What is expected
Update the part that opens with the line containing "Question: For every instance of the entry" and closes with the line containing "[(80, 329), (9, 288), (432, 277)]" by replacing "entry doorway" with "front entrance". Return only those lines, with nothing else changed.
───
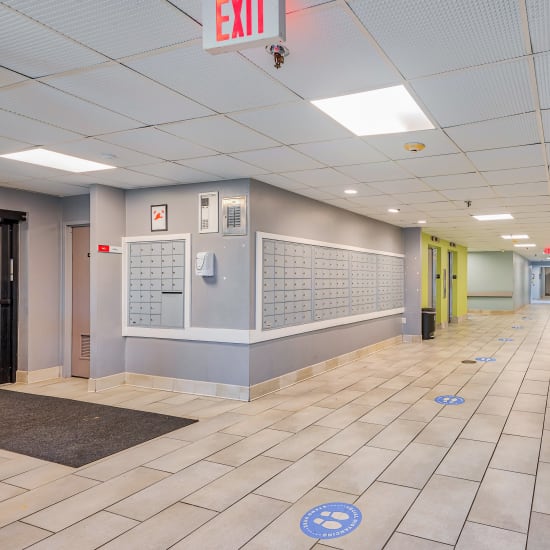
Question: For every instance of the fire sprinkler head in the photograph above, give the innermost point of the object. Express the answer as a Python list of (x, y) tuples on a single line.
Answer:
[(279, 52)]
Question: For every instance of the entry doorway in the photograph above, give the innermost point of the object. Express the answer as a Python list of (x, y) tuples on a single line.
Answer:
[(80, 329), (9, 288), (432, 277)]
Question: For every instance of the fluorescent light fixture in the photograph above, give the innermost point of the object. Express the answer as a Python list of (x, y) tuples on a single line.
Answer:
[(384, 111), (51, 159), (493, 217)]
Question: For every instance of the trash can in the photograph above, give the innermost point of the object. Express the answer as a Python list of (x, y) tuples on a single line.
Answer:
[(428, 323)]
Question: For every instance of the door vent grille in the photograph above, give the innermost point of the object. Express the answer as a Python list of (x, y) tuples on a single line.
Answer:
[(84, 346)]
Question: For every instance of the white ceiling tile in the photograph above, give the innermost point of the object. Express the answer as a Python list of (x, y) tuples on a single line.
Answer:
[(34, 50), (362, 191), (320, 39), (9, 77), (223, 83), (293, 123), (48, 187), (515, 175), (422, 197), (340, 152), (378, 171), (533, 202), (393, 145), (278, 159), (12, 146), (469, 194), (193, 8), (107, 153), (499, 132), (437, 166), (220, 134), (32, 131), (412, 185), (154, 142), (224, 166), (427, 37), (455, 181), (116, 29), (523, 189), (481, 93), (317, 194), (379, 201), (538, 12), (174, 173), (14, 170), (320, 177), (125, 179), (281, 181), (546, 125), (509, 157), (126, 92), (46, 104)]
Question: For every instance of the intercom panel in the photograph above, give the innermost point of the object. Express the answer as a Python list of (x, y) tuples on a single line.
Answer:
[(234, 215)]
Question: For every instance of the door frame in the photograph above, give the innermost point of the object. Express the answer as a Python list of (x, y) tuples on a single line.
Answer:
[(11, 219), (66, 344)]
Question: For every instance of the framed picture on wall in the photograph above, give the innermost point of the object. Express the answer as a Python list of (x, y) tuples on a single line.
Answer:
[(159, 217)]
───
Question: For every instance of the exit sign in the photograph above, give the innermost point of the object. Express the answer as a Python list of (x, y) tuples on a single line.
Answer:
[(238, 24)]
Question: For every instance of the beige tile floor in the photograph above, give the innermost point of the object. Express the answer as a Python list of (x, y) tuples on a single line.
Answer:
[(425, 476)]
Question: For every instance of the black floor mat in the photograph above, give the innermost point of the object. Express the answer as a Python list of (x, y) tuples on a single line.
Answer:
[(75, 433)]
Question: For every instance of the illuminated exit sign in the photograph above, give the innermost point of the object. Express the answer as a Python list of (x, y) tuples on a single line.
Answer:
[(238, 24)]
───
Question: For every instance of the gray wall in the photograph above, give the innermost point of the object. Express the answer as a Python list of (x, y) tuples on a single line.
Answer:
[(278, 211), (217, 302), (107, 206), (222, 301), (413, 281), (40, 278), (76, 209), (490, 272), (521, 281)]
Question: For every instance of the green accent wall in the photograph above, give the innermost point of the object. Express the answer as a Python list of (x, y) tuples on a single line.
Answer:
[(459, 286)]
───
The answer
Question: For every instance of the front entrance in the photograph above, give the innermost point of the object. Express the answer as a Python list of (x, y) tuples on a single line.
Answer:
[(80, 329), (9, 288), (432, 277)]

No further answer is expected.